Text for analysis:
● ● ● ● ● ● ●
Each time you engage in behaviors like interrogating, seeking gossip, or spying, you reinforce the reactive pattern. This reactive pattern blocks the formation of a secure bond which would bring you relief from the anxiety of mistrust and suspicion.

2. Avoiding  

Avoiding is sometimes a less obvious form of defending against intimacy. Avoidance patterns often leverage socially acceptable behaviors like; overworking, becoming intoxicated, and pursuing achievements. If you are running a reactive pattern of avoidance and someone close to you challenges you, you might find yourself responding one or more of the following ways:

  • Denying responsibility with phrases like, "That's just the way I am," or "You're just trying to control me." 

  • Criticizing the other person and making accusations that they are “needy” or being selfish.

  • Gaslighting the other person with phrases like, “You are imagining things.” “It’s all in your head.”

  • Making unilateral decisions that affect both of you. This might include, for example, making large purchases with shared money, planning a major trip and telling your friend or partner at the last minute, deciding not to show up at a major event and texting your decision right as it starts.

If you are running an avoidance pattern, you likely resist commitment and opt for vague agreements that leave a way out should intimacy become too much.  Even in the moment of making small decisions with someone, revealing what you really want or don't want and committing to an answer can feel scary when you are caught in this pattern. Authenticity seems like a risk. And without authenticity there is no true intimacy. 

Ironically, if you run an avoidance pattern you may pursue a facsimile of intimacy in relationships or situations in which you don't have to fully reveal yourself. Such instances of sudden "intimacy" trigger a rush of pleasant body reactions while not challenging a sense of safety. This can trigger a pattern of addiction to emotionally seducing others.

Of course, all these avoidance patterns block the opportunity to create a secure and healthy relationship to intimacy.

3. Cognitive dissociation

A more colloquial term for cognitive dissociation is compartmentalization. When you hear someone say something like, “I am a different person depending on the situation I am in,” they are compartmentalizing parts of themselves relative to role or function. This is different from deciding how to focus your attention. You choose to focus your attention in a certain way at work, for example, but you still maintain a sense of your values, self-connection, and a sense of your life outside of work.

When someone dissociates they lose track of parts of themselves, including their own values. It is this type of dissociation that can lead someone to violate their own or another’s values. For example, someone could value monogamy while at home, but while away on business trips they dissociate from this value and have affairs. 

Another common example of dissociation is a lack of memory about what was said or done in the heat of an argument such that it is easy for this person to go on as if nothing had happened. In this case, it might seem like the person has recovered quickly, but in reality they have simply compartmentalized the emotion or the difficulty and lost access to their own experience.  

If you recognize yourself in this description of disengagement, one of the most important elements of healing you can seek is to find people who can truly offer consistent authenticity and compassionate presence. This might be a therapist, spiritual director, or close friend. Such companionship gives you the opportunity to risk intimacy and experience safety and care. It is, of course, up to you to decide to take that risk to share more vulnerability with those who have the capacity to receive you with respect and acceptance.

Practice

For now you can begin by simply setting an intention to notice a single habit of disengagement. For the coming week, each time you notice the impulse to disengage in this particular way, ask yourself to pause for one full inhale and exhale and then ask yourself if a part of you would like to continue the engagement.
● ● ● ● ● ● ●
(Natural-language object grounding data)
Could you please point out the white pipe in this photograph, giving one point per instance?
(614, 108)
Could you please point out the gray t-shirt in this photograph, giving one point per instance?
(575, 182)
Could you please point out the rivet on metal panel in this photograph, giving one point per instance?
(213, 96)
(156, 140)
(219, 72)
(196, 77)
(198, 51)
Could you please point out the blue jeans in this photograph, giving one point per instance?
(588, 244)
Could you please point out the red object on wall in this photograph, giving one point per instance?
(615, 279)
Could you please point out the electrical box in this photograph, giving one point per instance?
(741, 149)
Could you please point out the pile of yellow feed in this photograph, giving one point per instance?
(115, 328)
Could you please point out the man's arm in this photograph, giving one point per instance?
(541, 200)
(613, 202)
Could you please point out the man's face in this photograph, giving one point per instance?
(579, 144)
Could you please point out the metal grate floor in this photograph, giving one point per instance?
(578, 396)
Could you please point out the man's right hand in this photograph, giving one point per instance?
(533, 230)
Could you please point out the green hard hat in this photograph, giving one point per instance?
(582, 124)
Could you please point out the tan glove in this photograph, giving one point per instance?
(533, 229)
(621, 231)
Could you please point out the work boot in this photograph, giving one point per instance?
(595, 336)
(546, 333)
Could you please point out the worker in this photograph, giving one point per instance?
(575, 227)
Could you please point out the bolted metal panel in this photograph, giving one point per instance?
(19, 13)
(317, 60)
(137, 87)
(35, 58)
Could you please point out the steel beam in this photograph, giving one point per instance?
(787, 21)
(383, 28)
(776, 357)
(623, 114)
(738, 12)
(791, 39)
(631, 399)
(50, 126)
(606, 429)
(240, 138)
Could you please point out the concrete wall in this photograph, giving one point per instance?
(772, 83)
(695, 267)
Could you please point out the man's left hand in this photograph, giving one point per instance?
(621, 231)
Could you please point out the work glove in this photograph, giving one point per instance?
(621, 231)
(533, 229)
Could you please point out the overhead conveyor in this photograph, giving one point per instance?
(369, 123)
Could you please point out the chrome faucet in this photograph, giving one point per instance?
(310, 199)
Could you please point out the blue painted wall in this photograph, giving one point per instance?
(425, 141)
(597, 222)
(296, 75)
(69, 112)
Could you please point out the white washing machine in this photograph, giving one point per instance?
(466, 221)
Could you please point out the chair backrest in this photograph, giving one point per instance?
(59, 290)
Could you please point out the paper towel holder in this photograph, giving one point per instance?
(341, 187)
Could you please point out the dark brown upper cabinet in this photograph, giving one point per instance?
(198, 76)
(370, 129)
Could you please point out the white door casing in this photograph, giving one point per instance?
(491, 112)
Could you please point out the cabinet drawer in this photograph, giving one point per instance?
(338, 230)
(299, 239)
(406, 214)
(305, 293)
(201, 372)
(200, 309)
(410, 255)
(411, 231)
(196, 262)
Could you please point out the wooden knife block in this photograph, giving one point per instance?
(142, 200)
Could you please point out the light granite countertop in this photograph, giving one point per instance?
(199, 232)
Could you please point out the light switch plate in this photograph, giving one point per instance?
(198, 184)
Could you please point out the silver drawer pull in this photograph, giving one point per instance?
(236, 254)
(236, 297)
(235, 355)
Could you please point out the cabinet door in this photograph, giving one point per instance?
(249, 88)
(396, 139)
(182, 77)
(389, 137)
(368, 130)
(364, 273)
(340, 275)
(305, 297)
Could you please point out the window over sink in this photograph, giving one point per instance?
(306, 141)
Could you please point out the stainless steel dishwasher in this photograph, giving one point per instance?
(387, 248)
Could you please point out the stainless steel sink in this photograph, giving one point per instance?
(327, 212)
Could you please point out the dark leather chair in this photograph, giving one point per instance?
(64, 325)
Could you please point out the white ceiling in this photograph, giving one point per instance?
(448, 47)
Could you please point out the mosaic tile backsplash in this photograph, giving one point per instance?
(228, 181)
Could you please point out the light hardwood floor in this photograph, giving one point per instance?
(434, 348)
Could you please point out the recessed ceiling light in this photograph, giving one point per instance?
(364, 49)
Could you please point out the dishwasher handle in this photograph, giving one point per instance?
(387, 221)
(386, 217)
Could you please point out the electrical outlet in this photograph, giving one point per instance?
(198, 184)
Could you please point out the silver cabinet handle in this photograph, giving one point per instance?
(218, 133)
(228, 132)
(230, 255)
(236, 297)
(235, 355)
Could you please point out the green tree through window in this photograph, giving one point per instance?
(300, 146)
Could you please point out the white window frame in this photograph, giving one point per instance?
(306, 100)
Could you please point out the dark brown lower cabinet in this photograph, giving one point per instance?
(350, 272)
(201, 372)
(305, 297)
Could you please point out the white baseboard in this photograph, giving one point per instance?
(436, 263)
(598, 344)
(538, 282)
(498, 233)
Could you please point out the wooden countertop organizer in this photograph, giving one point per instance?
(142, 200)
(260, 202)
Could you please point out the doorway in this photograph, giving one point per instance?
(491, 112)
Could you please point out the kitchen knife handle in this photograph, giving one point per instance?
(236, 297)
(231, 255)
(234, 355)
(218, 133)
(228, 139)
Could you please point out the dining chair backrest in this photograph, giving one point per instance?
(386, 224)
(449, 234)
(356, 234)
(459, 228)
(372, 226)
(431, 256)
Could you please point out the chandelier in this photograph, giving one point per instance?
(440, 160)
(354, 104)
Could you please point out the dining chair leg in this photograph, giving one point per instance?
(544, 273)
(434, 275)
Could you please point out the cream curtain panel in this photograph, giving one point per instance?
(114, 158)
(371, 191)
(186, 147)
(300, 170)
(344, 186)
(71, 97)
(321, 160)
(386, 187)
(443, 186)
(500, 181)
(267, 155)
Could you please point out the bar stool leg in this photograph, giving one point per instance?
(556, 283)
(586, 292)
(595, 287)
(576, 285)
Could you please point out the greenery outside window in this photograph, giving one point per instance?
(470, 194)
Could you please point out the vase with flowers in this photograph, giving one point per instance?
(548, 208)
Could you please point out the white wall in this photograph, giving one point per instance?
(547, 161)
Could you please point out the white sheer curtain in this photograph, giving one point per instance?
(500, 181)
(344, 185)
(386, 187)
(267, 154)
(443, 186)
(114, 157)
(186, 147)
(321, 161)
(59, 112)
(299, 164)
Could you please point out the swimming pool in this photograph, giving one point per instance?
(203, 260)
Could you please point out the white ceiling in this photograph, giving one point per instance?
● ● ● ● ● ● ●
Task instructions: Return the passage from the text on relationship patterns from "If you are running an" up to and including "emotionally seducing others.", copied word for word.

Exercise response:
If you are running an avoidance pattern, you likely resist commitment and opt for vague agreements that leave a way out should intimacy become too much.  Even in the moment of making small decisions with someone, revealing what you really want or don't want and committing to an answer can feel scary when you are caught in this pattern. Authenticity seems like a risk. And without authenticity there is no true intimacy. 

Ironically, if you run an avoidance pattern you may pursue a facsimile of intimacy in relationships or situations in which you don't have to fully reveal yourself. Such instances of sudden "intimacy" trigger a rush of pleasant body reactions while not challenging a sense of safety. This can trigger a pattern of addiction to emotionally seducing others.